**Task prompt:**
Render the records below as a JSON list of strings, with one string for each line and no blank lines.

··· Material to process

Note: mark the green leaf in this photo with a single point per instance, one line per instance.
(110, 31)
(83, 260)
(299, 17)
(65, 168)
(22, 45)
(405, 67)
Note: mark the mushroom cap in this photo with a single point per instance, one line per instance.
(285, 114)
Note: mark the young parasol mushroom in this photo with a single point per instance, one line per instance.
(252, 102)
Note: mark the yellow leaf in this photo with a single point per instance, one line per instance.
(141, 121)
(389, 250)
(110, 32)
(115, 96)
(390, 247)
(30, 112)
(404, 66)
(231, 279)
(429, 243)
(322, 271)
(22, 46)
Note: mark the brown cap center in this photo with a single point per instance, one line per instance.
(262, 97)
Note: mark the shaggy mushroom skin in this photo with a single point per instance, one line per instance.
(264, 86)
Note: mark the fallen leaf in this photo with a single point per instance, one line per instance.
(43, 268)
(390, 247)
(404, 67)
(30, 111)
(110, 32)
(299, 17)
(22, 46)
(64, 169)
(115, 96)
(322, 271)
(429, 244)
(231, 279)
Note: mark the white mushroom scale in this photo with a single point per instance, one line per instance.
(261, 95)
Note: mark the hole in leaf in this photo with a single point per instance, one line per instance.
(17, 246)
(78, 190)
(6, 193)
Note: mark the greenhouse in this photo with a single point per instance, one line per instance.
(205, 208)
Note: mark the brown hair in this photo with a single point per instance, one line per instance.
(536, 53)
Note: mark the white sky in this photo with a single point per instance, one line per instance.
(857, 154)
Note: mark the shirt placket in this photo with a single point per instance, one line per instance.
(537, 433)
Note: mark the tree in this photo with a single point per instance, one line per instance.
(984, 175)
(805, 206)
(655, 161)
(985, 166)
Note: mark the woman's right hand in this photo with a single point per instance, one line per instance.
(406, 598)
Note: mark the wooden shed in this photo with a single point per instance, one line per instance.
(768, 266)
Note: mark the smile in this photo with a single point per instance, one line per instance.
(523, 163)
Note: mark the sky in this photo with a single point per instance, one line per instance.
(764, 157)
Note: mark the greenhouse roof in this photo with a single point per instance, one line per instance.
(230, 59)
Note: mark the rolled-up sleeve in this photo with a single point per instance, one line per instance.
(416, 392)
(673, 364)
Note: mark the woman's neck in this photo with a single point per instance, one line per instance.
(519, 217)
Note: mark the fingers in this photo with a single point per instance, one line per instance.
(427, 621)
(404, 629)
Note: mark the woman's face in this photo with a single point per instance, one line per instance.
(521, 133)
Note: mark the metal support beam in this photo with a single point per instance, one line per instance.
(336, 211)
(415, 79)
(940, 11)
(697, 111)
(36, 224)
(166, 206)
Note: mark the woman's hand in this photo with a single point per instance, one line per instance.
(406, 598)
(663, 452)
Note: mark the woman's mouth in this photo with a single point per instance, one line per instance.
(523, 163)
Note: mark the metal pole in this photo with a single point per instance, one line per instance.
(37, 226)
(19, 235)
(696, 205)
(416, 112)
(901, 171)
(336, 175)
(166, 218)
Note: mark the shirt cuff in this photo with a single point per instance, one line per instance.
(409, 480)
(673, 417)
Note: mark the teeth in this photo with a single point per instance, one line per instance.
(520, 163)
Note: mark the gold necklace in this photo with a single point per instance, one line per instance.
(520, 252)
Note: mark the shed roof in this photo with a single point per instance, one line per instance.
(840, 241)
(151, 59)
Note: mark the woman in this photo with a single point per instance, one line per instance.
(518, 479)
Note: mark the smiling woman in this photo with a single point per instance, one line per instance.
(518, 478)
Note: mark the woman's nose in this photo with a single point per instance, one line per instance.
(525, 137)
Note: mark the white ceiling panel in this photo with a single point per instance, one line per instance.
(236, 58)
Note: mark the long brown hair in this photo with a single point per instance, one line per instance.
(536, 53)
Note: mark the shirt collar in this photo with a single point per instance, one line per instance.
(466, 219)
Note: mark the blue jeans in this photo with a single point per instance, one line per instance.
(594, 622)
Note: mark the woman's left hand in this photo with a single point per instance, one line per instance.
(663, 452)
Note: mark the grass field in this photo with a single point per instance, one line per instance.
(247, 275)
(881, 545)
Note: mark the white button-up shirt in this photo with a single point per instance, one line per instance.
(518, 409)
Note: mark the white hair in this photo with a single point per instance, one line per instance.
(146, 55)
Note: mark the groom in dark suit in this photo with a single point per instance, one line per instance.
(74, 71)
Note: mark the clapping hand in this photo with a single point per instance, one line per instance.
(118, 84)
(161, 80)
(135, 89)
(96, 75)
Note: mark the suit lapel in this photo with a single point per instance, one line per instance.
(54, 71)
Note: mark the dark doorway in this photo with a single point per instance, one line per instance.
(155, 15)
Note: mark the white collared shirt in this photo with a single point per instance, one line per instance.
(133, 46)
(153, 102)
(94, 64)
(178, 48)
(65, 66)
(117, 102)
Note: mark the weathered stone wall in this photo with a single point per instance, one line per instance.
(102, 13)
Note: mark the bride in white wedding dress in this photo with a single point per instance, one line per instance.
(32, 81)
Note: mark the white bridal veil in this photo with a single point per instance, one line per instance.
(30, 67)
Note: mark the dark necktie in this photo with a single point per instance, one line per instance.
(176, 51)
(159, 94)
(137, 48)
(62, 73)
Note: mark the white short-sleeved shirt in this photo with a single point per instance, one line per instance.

······

**In response:**
[
  "Note: mark the green leaf in this photo with a single point per instance, one line per instance.",
  "(110, 31)",
  "(83, 260)",
  "(299, 17)",
  "(65, 168)",
  "(22, 45)",
  "(405, 67)",
  "Note: mark the mushroom cap in this photo with a single point per instance, one line per instance.",
  "(285, 114)",
  "Note: mark the young parasol mushroom in this photo with a single point per instance, one line per instance.",
  "(252, 102)",
  "Note: mark the yellow leaf in this photo with a single point per instance, one line per instance.",
  "(141, 121)",
  "(389, 250)",
  "(110, 32)",
  "(115, 96)",
  "(390, 247)",
  "(30, 112)",
  "(404, 66)",
  "(231, 279)",
  "(429, 243)",
  "(322, 271)",
  "(22, 46)",
  "Note: mark the brown cap center in this photo with a single point per instance, one line per instance.",
  "(262, 97)",
  "Note: mark the shaggy mushroom skin in this photo with a single point per instance, one line per instance.",
  "(264, 86)",
  "Note: mark the fallen leaf in this photo with a single point per instance, one line per instance.",
  "(43, 268)",
  "(390, 247)",
  "(404, 67)",
  "(30, 111)",
  "(110, 32)",
  "(299, 17)",
  "(22, 46)",
  "(64, 169)",
  "(115, 96)",
  "(322, 271)",
  "(429, 244)",
  "(231, 279)",
  "Note: mark the white mushroom scale in this photo with a single point per instance, one line per instance.",
  "(261, 95)",
  "Note: mark the hole in leaf in this photo with a single point per instance, one line per instance.",
  "(17, 246)",
  "(78, 190)",
  "(6, 193)",
  "Note: mark the greenhouse in this photo with a single point per instance, one line per instance.",
  "(205, 208)",
  "Note: mark the brown hair in this photo with a single point per instance, one line per instance.",
  "(536, 53)",
  "Note: mark the white sky in this photo with a single point per instance, one line per instance.",
  "(857, 154)",
  "Note: mark the shirt placket in this photo with a single point per instance, one line per instance.",
  "(537, 433)",
  "Note: mark the tree in this photo with a single point per instance, one line per instance.",
  "(984, 175)",
  "(805, 206)",
  "(655, 161)",
  "(985, 166)",
  "Note: mark the woman's right hand in this photo with a single point per instance, one line per instance.",
  "(406, 598)",
  "Note: mark the wooden shed in this photo with a single point per instance, one line per instance.",
  "(768, 266)",
  "Note: mark the smile in this photo with a single point per instance, one line per instance.",
  "(523, 163)",
  "Note: mark the sky in this photo with a single point per instance, one line per instance.",
  "(764, 157)",
  "Note: mark the greenhouse roof in this photo with a single point per instance, one line per instance.",
  "(230, 59)",
  "Note: mark the rolled-up sleeve in this photo with a single point per instance, one line per instance.",
  "(416, 392)",
  "(673, 364)",
  "Note: mark the woman's neck in this photo with a single point per instance, one line per instance.",
  "(519, 217)",
  "Note: mark the fingers in this photo with a single point per instance, one line per instance.",
  "(427, 621)",
  "(404, 629)",
  "Note: mark the woman's face in this photo with a single point per instance, one line per instance.",
  "(521, 133)",
  "Note: mark the metal support beam in this photo with a single point per instance, one line per instance.",
  "(336, 211)",
  "(415, 79)",
  "(940, 11)",
  "(697, 111)",
  "(36, 224)",
  "(166, 206)",
  "Note: mark the woman's hand in this photo with a single point per instance, one line per instance.",
  "(406, 598)",
  "(663, 452)",
  "Note: mark the woman's mouth in this photo with a single point per instance, one line per instance.",
  "(523, 163)",
  "Note: mark the metal pole in this photo with a single point per instance, one line per instance.",
  "(37, 226)",
  "(19, 235)",
  "(696, 205)",
  "(416, 112)",
  "(901, 171)",
  "(336, 175)",
  "(166, 218)",
  "Note: mark the shirt cuff in this photo with a single point per instance, one line per instance.",
  "(409, 480)",
  "(673, 417)",
  "Note: mark the teeth in this photo with a single point per instance, one line per instance.",
  "(520, 163)",
  "Note: mark the gold necklace in this photo with a single point per instance, one line per instance.",
  "(520, 252)",
  "Note: mark the shed roof in this photo with a single point per instance, one line per instance.",
  "(840, 241)",
  "(151, 59)",
  "Note: mark the woman in this photo with a single point per instance, one line per instance.",
  "(518, 479)",
  "Note: mark the smiling woman in this photo with a single point per instance, one line per instance.",
  "(518, 478)",
  "Note: mark the woman's nose in this photo with a single point per instance, one line per instance.",
  "(525, 137)",
  "Note: mark the white ceiling panel in this photo with a single point per instance, one line per instance.",
  "(236, 58)",
  "Note: mark the long brown hair in this photo with a single point per instance, one line per instance.",
  "(536, 53)",
  "Note: mark the shirt collar in this photo with a single point per instance, one line per instance.",
  "(466, 219)",
  "Note: mark the blue jeans in this photo with a single point per instance, one line per instance.",
  "(594, 622)",
  "Note: mark the woman's left hand in this photo with a single point per instance, one line per instance.",
  "(663, 452)",
  "Note: mark the grass field in this photo with a single point per instance, one line per instance.",
  "(247, 275)",
  "(881, 545)",
  "Note: mark the white button-up shirt in this photo with a single point per instance, one line per instance.",
  "(518, 409)",
  "Note: mark the white hair in this photo with a single point per instance, one line per instance.",
  "(146, 55)",
  "Note: mark the groom in dark suit in this photo with a single point per instance, one line per instance.",
  "(74, 71)",
  "Note: mark the clapping hand in this photo with a single point per instance, one line per instance.",
  "(118, 84)",
  "(161, 80)",
  "(135, 89)",
  "(96, 75)",
  "Note: mark the suit lapel in this photo with a single point per instance, one line per instance.",
  "(54, 71)",
  "Note: mark the dark doorway in this photo with a single point per instance, one line per instance.",
  "(155, 15)",
  "Note: mark the white collared shirt in this photo with a single point per instance, one line per instance.",
  "(133, 46)",
  "(153, 102)",
  "(94, 64)",
  "(178, 48)",
  "(65, 66)",
  "(117, 102)",
  "Note: mark the weathered stone wall in this photo with a single point per instance, one line per instance.",
  "(102, 13)",
  "Note: mark the bride in white wedding dress in this photo with a single point per instance, one line per instance.",
  "(32, 81)",
  "Note: mark the white bridal veil in this photo with a single point per instance, one line per instance.",
  "(30, 67)",
  "Note: mark the dark necktie in this photo with a single point per instance, one line per instance.",
  "(176, 51)",
  "(159, 94)",
  "(137, 48)",
  "(62, 73)",
  "Note: mark the white short-sleeved shirt in this photo with a single point per instance, one line per instance."
]